··· EXTRACTED MATERIAL
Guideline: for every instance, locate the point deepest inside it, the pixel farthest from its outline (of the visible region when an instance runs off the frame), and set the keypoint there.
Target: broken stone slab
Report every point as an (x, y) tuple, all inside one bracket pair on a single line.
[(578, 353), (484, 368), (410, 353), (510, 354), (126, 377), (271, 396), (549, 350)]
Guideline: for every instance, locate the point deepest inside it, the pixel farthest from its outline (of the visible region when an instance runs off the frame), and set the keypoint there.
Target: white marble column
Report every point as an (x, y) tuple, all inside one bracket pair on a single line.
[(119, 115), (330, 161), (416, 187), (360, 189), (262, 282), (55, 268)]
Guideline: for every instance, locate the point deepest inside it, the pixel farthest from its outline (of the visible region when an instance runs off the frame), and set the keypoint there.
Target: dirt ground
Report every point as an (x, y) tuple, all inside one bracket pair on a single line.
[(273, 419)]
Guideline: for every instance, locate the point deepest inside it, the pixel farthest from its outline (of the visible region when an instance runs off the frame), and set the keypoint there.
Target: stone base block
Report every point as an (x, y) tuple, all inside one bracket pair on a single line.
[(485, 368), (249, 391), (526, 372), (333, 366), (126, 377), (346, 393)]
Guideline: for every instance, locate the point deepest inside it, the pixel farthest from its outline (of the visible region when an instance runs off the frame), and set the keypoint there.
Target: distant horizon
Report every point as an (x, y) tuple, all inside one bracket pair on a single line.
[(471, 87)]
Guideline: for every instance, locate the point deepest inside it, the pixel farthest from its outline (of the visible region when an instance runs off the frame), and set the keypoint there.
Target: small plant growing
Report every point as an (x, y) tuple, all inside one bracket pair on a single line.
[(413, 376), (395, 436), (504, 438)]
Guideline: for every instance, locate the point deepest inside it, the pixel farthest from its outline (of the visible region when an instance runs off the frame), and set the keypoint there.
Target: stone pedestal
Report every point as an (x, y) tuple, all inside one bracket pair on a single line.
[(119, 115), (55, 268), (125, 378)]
······
ABOUT THIS TASK.
Once more, print all the records exactly.

TASK OUTPUT.
Guideline: for every instance, locate the point deepest inside it, the pixel farthest from its outline (of the visible region when an instance runs off the frame), and set the keypoint there.
Target: broken stone slab
Report every point as an (x, y) tuple, all inside one bracket pair on a single line.
[(578, 353), (484, 368), (410, 353), (510, 354), (126, 377), (271, 396), (549, 350)]
Guideline: for every instance, locate the point deepest inside it, the pixel farthest from its outline (of the visible region when an instance runs off the frame), and set the keypoint there.
Target: white marble column
Report every point as an (x, y) tuple, all inside one bracket pair on a single line.
[(119, 115), (330, 161), (416, 187), (360, 189), (262, 282), (55, 268)]
Guideline: for every instance, locate the point deepest inside it, the pixel farthest from its outline (of the visible region when an instance runs off the frame), and set the keypoint there.
Target: dirt ground
Report every point as an (x, y) tuple, all inside one bracket pair on a single line.
[(273, 419)]
Guideline: for every instance, locate the point deepest inside it, the pixel farthest from its outline (of the visible region when an instance runs off the frame), and set the keypoint there.
Target: stone base block
Report every point as an (x, y) tuple, all inside one bracket pair on a single line.
[(485, 368), (249, 391), (526, 372), (333, 366), (126, 377), (346, 393)]
Guideline: for every instance, locate the point deepest inside it, the pixel farthest from its outline (of the visible region when an instance runs off the frame), and set the keypoint there.
Target: distant horizon
Report every point as an (x, y) tuple, all inside one bracket pair on a single line.
[(471, 87)]
Guideline: for every instance, locate the point deepest inside it, the pixel farthest from its outline (of the visible region when an instance runs off the frame), and set the keypoint there.
Target: small plant growing
Report every point as an (x, y) tuple, all inside one bracket pair on a single line.
[(413, 376), (395, 436), (504, 438)]
Guideline: for every instance, locate the point deepest inside it, the pixel farthest from its outline (of the visible region when an instance runs off the frame), and set the keypoint there.
Target: stone pedestal
Report every point as an (x, y) tuple, all inside one bracket pair on a single line.
[(119, 115), (55, 268), (125, 378)]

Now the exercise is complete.